▸ THE TASK
Could you give the entries again, exactly as written?

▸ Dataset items
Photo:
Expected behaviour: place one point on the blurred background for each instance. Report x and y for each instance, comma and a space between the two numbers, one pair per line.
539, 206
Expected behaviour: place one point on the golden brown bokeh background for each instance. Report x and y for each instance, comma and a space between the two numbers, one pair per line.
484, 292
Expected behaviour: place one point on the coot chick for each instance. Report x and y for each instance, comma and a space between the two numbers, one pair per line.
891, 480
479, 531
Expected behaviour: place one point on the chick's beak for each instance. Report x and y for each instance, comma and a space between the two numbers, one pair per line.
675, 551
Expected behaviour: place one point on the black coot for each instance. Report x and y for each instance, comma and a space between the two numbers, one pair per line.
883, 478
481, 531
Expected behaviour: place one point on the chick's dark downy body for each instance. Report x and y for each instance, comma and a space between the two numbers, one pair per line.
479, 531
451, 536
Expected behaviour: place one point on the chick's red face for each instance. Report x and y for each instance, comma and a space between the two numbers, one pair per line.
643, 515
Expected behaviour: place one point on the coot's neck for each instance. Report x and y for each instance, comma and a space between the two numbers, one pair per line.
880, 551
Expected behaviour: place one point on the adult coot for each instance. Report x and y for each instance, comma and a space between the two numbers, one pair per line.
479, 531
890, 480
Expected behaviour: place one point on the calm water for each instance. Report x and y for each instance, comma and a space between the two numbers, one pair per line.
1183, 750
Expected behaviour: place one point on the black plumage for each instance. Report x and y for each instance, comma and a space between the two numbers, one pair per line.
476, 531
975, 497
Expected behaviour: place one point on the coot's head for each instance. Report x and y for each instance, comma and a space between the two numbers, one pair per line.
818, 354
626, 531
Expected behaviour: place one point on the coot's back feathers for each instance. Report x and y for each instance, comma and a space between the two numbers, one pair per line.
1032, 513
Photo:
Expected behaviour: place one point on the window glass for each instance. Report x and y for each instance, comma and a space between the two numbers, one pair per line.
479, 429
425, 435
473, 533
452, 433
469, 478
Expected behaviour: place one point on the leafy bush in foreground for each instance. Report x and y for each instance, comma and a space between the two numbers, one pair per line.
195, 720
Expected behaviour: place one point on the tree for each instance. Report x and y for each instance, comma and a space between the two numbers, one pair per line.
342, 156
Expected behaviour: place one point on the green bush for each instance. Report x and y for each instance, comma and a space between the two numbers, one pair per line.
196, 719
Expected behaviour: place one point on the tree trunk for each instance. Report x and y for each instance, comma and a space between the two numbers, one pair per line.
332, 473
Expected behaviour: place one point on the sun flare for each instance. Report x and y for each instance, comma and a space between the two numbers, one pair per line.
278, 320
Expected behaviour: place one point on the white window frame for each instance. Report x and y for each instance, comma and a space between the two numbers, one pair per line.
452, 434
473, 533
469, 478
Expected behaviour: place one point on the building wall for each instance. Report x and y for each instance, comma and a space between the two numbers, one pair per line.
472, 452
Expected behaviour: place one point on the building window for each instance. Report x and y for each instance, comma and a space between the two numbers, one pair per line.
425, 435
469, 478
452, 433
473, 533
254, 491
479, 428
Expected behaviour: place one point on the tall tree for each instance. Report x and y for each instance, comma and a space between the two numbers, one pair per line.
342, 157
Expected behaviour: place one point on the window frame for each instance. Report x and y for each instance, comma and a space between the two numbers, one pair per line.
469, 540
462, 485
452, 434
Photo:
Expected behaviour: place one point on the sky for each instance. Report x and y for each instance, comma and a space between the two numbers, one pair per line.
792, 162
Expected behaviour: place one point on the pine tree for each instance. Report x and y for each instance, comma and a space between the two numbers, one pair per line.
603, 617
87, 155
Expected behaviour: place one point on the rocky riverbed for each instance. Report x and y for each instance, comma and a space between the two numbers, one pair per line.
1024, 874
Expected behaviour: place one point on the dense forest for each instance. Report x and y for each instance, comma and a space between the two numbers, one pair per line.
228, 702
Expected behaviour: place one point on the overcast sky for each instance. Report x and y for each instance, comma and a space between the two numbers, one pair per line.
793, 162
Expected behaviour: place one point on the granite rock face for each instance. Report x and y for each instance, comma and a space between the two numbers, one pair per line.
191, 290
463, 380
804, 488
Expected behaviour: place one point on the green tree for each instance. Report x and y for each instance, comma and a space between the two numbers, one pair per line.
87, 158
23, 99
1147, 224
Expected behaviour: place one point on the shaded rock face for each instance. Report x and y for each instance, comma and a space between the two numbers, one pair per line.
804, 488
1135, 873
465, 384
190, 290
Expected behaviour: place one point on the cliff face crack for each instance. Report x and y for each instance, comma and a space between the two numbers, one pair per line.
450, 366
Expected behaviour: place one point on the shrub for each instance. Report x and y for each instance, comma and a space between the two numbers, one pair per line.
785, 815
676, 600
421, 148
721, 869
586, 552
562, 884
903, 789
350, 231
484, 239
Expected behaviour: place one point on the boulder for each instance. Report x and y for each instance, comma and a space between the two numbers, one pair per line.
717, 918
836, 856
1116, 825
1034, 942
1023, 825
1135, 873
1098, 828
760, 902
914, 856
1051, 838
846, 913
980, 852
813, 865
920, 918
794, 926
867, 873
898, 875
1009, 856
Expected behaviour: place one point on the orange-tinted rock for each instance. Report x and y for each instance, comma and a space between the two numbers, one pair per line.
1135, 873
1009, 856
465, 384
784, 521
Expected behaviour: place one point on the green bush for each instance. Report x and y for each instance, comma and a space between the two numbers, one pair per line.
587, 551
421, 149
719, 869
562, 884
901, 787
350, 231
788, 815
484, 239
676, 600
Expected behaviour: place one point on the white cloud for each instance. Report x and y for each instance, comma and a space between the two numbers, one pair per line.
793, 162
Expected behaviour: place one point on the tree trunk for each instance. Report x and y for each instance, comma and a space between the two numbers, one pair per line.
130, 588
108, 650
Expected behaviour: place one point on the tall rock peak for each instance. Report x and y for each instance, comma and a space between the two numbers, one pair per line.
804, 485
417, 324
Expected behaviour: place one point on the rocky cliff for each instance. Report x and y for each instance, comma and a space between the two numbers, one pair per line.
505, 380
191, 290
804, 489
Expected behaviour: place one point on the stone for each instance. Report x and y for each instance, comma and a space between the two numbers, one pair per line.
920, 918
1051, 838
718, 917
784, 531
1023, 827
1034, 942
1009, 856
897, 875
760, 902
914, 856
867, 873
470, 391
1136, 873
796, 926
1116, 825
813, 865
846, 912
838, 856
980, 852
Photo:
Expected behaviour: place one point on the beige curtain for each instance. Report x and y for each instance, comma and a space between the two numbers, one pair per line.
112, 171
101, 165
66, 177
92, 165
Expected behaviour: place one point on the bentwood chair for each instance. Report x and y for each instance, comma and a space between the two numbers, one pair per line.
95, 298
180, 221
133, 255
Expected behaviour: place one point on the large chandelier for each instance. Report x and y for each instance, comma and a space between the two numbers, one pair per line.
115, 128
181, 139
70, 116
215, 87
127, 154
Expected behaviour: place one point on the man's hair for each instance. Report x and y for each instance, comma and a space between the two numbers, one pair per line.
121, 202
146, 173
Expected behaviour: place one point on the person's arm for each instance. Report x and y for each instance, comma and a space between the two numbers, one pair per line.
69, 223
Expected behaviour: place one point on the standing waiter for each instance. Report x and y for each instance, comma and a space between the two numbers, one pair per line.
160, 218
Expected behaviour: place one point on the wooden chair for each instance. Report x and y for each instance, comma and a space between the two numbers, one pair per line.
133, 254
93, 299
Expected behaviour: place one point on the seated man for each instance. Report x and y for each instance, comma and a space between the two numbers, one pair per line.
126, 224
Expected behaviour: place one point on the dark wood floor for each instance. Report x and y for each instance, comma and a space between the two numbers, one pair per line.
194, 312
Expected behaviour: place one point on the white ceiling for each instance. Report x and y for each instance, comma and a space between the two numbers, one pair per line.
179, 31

▸ YOUR SOLUTION
Photo:
Expected behaviour: place one point on the blurred background for each instance. Report x and y for each instance, comma and a space between the two numbers, one pair per line.
539, 206
Expected behaviour: place one point on the golden brown bokeh background for each instance. Report x and y for each instance, comma and a space between the two numbers, one pair per line.
484, 292
Expected behaviour: place one point on the coot chick for each instance. Report x and y for each instance, comma and a space between the two numbers, one pair per line.
891, 480
479, 531
Expected behaviour: place one point on the chick's beak for each instance. Report x and y for each instance, comma and a space between the two numbers, one pair per line.
675, 551
Expected behaviour: place one point on the black coot for each instance. Report x and y for each instance, comma and a space between the two numbers, one pair per line.
883, 478
481, 531
Expected behaviour: place one point on the chick's dark downy body for each instance. Report x and y for each instance, comma and a space between the two numbers, one pair per line.
479, 531
451, 536
Expected behaviour: place one point on the chick's red face for each instance. Report x and y for each instance, comma and a space between the two numbers, one pair per line.
643, 515
Expected behaviour: place one point on the coot's neck for each instance. Report x and y for each instance, comma and a space between the two numbers, one pair per line.
880, 551
Expected behaviour: place one point on the adult coot for each instance. Report x and y for each instance, comma and a space between the two numbers, one pair per line.
479, 531
890, 480
Expected behaviour: place one point on the calm water for each instance. Report x and y for each instance, comma and a space between the two numbers, one pair per line.
1183, 750
Expected behaviour: place one point on the black plumage for each instance. Report x and y for each instance, comma and a space between the two numbers, one pair per line.
476, 531
975, 497
Expected behaviour: place one point on the coot's head for each instance. Report x and y for each instance, comma and a space between the two numbers, one pair per line.
818, 354
626, 531
Expected behaviour: place one point on the coot's back feathers for each instance. Report x and y for each instance, comma and a space between the two numbers, one pair per line.
1032, 513
Photo:
Expected behaviour: place one point on the window glass for each instance. Report x and y for each instance, comma and a space between the two numbers, one pair per line.
479, 429
425, 435
473, 533
452, 433
469, 478
Expected behaviour: place one point on the leafy bush in foreground for each instance. Report x and y for each instance, comma and a space between the two numbers, one pair per line.
195, 720
Expected behaviour: place one point on the tree for each instance. Report x and y for each instance, comma and a space between the two numbers, one pair per line.
342, 156
Expected behaviour: place one point on the green bush for each instance. Report x and y for each instance, comma and a space between the two numbers, one pair per line.
196, 719
Expected behaviour: place one point on the tree trunk for each instance. Report x and y for each instance, comma and a space between the two numbers, one pair per line.
332, 473
Expected behaviour: place one point on the sun flare for each instance. Report x and y for each instance, comma and a space between the two numbers, one pair per line.
278, 320
Expected behaviour: place one point on the white window frame for each instance. Report x and y for each instance, comma and a space between the two numbers, one pair per line.
452, 434
473, 533
469, 478
Expected behaviour: place one point on the building wall for each instance. Report x and y for each instance, comma and a space between the two numbers, one pair per line.
472, 452
Expected behaviour: place one point on the building window for each instance. Report x and y for each instance, comma and a space between the two numbers, one pair per line.
425, 435
469, 478
452, 433
473, 533
254, 491
479, 428
Expected behaviour: place one point on the tall tree for each instance. Report x and y for each instance, comma and a space between the two numbers, one pair per line.
342, 157
Expected behaviour: place one point on the window frame for each instance. Report x and y for each instance, comma and a space between the two numbers, one pair per line.
469, 540
462, 485
452, 434
Photo:
Expected behaviour: place one point on the sky for each instance. Report x and y for each instance, comma and a space between the two numbers, one pair per line.
792, 162
Expected behaviour: place one point on the pine tree for each instance. Report x and y for each instance, comma and a space between the two numbers, one pair per line.
603, 617
87, 155
Expected behaviour: place one point on the rocky riverbed for each instance. Report x and y for each instance, comma and a space between the two numbers, one pair per line.
1024, 874
Expected behaviour: place one point on the dense forest for each instance. Report x and y for each instance, comma and a space between the two numbers, one pair per line.
228, 702
Expected behaviour: place one point on the overcast sky for each instance. Report x and y for each instance, comma and a space between the two numbers, one pair per line.
793, 162
Expected behaviour: place one point on the granite rock face for each instance. Report x and y for each instance, comma and a space between the two numbers, one pair per line.
191, 290
463, 380
804, 488
Expected behaviour: place one point on the green tree for each instance. Report x and y for each instance, comma and a space between the two numbers, one pair per line.
87, 158
23, 99
1147, 224
Expected behaviour: place one point on the shaded rock face for each instance. Report x and y for each instance, comma and a space between the two numbers, one pair per line.
804, 488
1135, 873
465, 384
190, 290
Expected behaviour: place one point on the cliff face crack for each instance. Report x and y for each instance, comma and a space between the two numbers, one pair per line.
450, 366
Expected behaviour: place one point on the shrub for each instance. Report x and y for each instance, comma and a space between the two numbers, one pair per line.
785, 815
676, 600
421, 148
721, 869
586, 552
562, 884
903, 789
350, 231
484, 239
Expected behaviour: place one point on the boulder for each instance. Report x and y for each instance, comma and a space between the two numbers, one pair per line.
717, 918
836, 856
1116, 825
1034, 942
1023, 825
1135, 873
1098, 828
760, 902
914, 856
1051, 838
846, 913
980, 852
813, 865
920, 918
794, 926
867, 873
898, 875
1009, 856
Expected behaviour: place one point on the orange-tinted rock for each instance. Report x and y for each instance, comma and a space between the two numbers, one pair per line.
1135, 873
1009, 856
465, 384
784, 521
Expected behaviour: place one point on the green bush for each instance. Report x and y for each instance, comma and a space between the two numbers, one pair per line.
587, 551
421, 149
719, 869
562, 884
901, 787
350, 231
788, 815
484, 239
676, 600
Expected behaviour: place one point on the white cloud for each instance. Report x and y for each instance, comma and a space between the two numbers, one pair per line.
793, 162
Expected behaviour: place one point on the tree trunk for each instance. Report x and y for each instance, comma and a space between the two numbers, one pair per line.
130, 588
108, 650
Expected behaviour: place one point on the tall rock peak for each instance. Report x and y for each instance, comma and a space between the two numbers, one pair per line.
804, 485
417, 324
Expected behaviour: place one point on the rocky cliff for each instance. Report x and y for each instance, comma and a space between the two numbers, one pair per line.
505, 380
191, 290
804, 489
Expected behaviour: place one point on the stone for each instance. Report x and y for each instance, comma and a space between the two numbers, one pair per line.
920, 918
1051, 838
718, 917
784, 531
1023, 827
1034, 942
1009, 856
897, 875
760, 902
914, 856
867, 873
470, 391
1136, 873
796, 926
1116, 825
813, 865
846, 912
838, 856
980, 852
Photo:
Expected behaviour: place one point on the beige curtain for each instance. Report x and y for each instance, comma and a space between the two numbers, one pair per line.
112, 171
101, 165
66, 177
92, 165
Expected behaviour: place one point on the bentwood chair for each instance. Report x and y for each instance, comma and a space between the two numbers, one pair per line.
95, 298
180, 221
133, 255
Expected behaviour: place one point on the large chandelier for each instance. Report x and y for each instance, comma and a space between the two numbers, one pair per line.
115, 128
181, 139
70, 116
215, 87
127, 154
Expected behaviour: place one point on the man's hair for each instance. Report x and y for each instance, comma and a space between the two numbers, one pair per line.
121, 202
146, 173
Expected behaviour: place one point on the person's arm for each instance. Report x and y for each instance, comma and a space between the two numbers, one pair per line.
69, 223
Expected behaviour: place one point on the standing waiter for each instance. Report x and y for each instance, comma and a space between the two numbers, one pair per line.
160, 218
Expected behaviour: place one point on the wooden chair for each instance. Report x and y for each instance, comma and a space between the two numbers, one pair per line.
133, 254
93, 299
Expected behaviour: place one point on the seated man for each instance. Report x and y for each instance, comma and a space between the two numbers, one pair per line.
126, 224
Expected behaviour: place one point on the dark wood floor for each instance. Report x and y for each instance, comma and a space between the two numbers, one pair per line.
194, 312
Expected behaviour: place one point on the white ceiling for each instance. Report x and y for each instance, comma and a space between the two numbers, one pair per line.
179, 31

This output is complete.